═════ DATASET CONTENT

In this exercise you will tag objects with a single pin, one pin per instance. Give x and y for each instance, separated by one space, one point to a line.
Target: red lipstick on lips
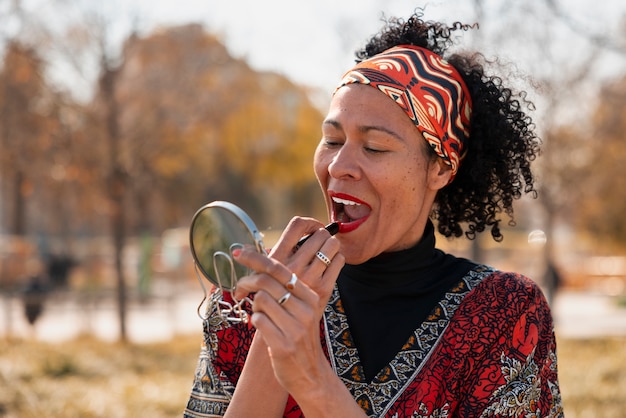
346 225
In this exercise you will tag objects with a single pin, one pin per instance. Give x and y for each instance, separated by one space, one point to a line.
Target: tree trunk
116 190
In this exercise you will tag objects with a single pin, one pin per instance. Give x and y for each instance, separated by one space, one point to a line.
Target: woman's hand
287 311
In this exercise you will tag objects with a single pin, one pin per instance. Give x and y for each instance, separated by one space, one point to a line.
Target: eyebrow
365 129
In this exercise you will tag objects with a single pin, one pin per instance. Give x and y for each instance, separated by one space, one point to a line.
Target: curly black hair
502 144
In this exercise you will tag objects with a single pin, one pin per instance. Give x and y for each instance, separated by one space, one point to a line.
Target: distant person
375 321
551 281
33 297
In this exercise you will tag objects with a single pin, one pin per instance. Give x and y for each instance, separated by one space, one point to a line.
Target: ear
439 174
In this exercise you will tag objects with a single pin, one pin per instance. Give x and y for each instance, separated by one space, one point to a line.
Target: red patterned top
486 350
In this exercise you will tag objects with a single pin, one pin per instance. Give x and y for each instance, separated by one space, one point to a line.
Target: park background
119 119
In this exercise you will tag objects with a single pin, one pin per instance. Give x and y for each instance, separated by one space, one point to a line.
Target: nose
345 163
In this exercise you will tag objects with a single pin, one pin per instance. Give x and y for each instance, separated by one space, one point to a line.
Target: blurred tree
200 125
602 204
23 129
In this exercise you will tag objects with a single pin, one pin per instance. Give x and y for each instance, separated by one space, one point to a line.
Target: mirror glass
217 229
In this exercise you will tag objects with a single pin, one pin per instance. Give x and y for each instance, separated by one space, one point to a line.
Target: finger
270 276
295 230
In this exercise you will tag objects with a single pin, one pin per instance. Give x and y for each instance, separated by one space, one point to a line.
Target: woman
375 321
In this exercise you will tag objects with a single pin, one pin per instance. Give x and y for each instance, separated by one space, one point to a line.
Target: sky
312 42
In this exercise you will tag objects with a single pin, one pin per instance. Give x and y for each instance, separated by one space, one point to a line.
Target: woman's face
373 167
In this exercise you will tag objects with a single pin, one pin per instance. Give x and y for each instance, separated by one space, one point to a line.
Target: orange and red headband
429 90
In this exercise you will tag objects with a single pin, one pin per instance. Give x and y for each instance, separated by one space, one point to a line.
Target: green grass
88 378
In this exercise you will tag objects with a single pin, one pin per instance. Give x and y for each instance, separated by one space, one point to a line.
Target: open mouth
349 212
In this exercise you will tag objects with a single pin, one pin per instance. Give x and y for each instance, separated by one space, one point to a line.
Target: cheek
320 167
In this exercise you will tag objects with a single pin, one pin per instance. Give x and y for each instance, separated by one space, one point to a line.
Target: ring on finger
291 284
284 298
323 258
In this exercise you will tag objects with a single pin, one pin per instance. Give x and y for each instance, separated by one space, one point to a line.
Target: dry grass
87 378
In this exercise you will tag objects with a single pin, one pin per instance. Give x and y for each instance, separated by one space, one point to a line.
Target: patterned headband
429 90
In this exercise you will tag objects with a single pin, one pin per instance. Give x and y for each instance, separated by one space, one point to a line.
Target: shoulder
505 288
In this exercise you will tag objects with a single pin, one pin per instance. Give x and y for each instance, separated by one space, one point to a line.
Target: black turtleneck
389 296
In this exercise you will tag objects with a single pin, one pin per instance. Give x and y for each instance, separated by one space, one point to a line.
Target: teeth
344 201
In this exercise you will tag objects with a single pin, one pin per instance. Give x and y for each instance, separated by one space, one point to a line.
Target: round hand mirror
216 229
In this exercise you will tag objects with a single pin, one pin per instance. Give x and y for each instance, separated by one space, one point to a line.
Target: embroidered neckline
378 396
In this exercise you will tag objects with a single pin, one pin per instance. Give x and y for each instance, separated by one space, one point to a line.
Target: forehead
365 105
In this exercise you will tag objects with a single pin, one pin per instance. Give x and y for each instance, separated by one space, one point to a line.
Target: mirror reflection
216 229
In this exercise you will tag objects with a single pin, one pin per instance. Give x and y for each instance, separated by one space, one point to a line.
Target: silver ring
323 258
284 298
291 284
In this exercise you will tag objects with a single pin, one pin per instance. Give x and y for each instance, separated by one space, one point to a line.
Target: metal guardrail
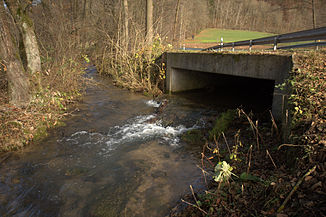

══════════

### PROBLEM DETAILS
Transcribe each entry precisely as given, leaving the pictures out.

### ANSWER SPACE
In this exercise you will tag objects with a single pin, one pin per instance. Give x and y for each instance, separated by one space, one point to a line.
Target: red lipstick on lips
346 225
In this exercise you will tag objects with a single pin, one pin per instance. Give x and y for each instance, separated by one space, one point to a line.
Target: tree trunk
116 190
In this exercise you will tag objects with a single pin, one pin per instance. Give x and y for each instance, separated by one space, one point to a line.
Target: woman's hand
287 311
In this exercise you will tag objects with a single pin, one pin per instance. Give x and y for each instance, separated by one space, one point to a line.
Target: eyebrow
365 129
In this exercise you will tag objects with a single pin, one pin per instance. Give x and y for each instance, separated by one space, one point to a line.
Target: curly black hair
502 144
In this exercise you will tag objects with a single pin, one pin per instance. Give x and y for each instance, separated by one space, one point to a line.
Target: distant person
375 321
551 281
33 297
In this exercise you will tag objects with a single pin, one pin per instance. Give x and y for each instance, separated by one space, one point to a line.
Target: ear
439 174
In this exercise you will tag objects with a single pin, one pin per instance. Give x and y for each instance, separated by one space, one point to a line.
Target: red patterned top
486 350
In this exercise you will tag objects with a single pin, one pin per instance. Give x and y for each instance, separated by one space, one point to a line.
Target: park background
119 119
In this exercise you will tag objects with a single pin, one pin per instance. Give x and y for each instance, separated by one space, one point to a line.
Target: nose
345 163
In this exercise you will tag objects with a single pin, one pin per instance. Give x and y for each instance, separated by one space, one point to a line.
Target: blurred tree
200 125
602 204
23 129
In this exercise you will tag objects with a single pin, one pin per instance. Give x and y for each instance, separated by one space, one point to a line.
Target: mirror glass
217 229
In this exercise you will tag objects with a single pin, one pin per instance. Give x and y for each instance, separated by one space, one point to a line.
Target: finger
270 276
295 230
In this exercise you will tag objects with a single pin, one pin per instance. Give x and y for each instance, separated by one space, one point to a line.
Target: woman
375 321
In this exercise you will tag objects with a single pin, one pin per instance. Give x and y for each instance, separated by one space, one point to a line.
Target: sky
312 42
In this exercise you will tag objects with a single pin, one pin per instance. Give x and y for each instance, separated by one space, one point to a line.
Target: woman's face
373 167
In this exercise you will tag objects with a single pin, one pin per instance. Give x and y for each instance, separated by one space, one point to a line.
Target: orange and red headband
429 90
In this exercise you will tag objects with a single pin, one pin per instance. Give x and y for each instance, separated by one space, one point to a line.
Target: green grass
88 378
In this exercise you will tag objects with a single pin, one pin per instance. Give x and y for each instance, separated by one space, one point to a line.
Target: open mouth
349 212
In this exercise you will tag objects with a single pin, one pin per instance. Give x and y for each instance, separated by one space, one point to a line.
Target: cheek
320 167
In this exercise you will tag objects with a single pin, one pin per instance. Give x and y for each instance, separated by one space, one point to a line.
Target: ring on finger
291 284
284 298
323 258
In this exercise you will tag objects with a single pin, one pin per instance. Give x and y for each instance, separated by one space, one point to a line.
Target: dry grass
87 378
In this exercise you will tag objects with a single pin, one pin per instance. Give x and y for each instance, separated by one space, one point to a line.
Target: patterned headband
429 90
In this exercise you will tag objects with a single pin, one pin per instance. Give x and y for each instance, separated by one space, one point to a line.
Target: shoulder
505 288
In this exercise you will tag objects with a single pin, one pin per instance. Give x and y for each instance, separated by one space, one point to a line.
Target: black turtleneck
389 296
In this exercise you will tag objects with a single pin, one pin per instance. Give x and y for each instance, separated by one space, one point to a line.
Target: teeth
344 201
In this exercise you will tag objects with a single pin, one pin per instance. Give x and y for each instance, separated by one space, one point to a line.
Target: round hand mirror
216 229
In this exercise you will tag objects with a single pin, one pin per instance. Give x and y for each instance, separated by one space, one point to a line.
Target: embroidered neckline
378 396
In this exercise you will tag objects with a single pin, one pin per instance. Give x and y for each instance, separated by one space, one point to a line.
Target: forehead
365 105
In this exercise you will tag objects with a single pin, one pin per instance. Give x and y for each instance, separated by one space, one point to a line.
Target: mirror reflection
216 229
In this exercise you will tag objects with a single pin, one pin per instance. Give x and y for each instance, separated by one space, one point to a line.
Target: silver ring
323 258
284 298
291 284
In this exercise you will tag objects with a single pin, one pin per instance. Give x and y for each instance, separated by one space, one point to a line.
Target: metal guardrail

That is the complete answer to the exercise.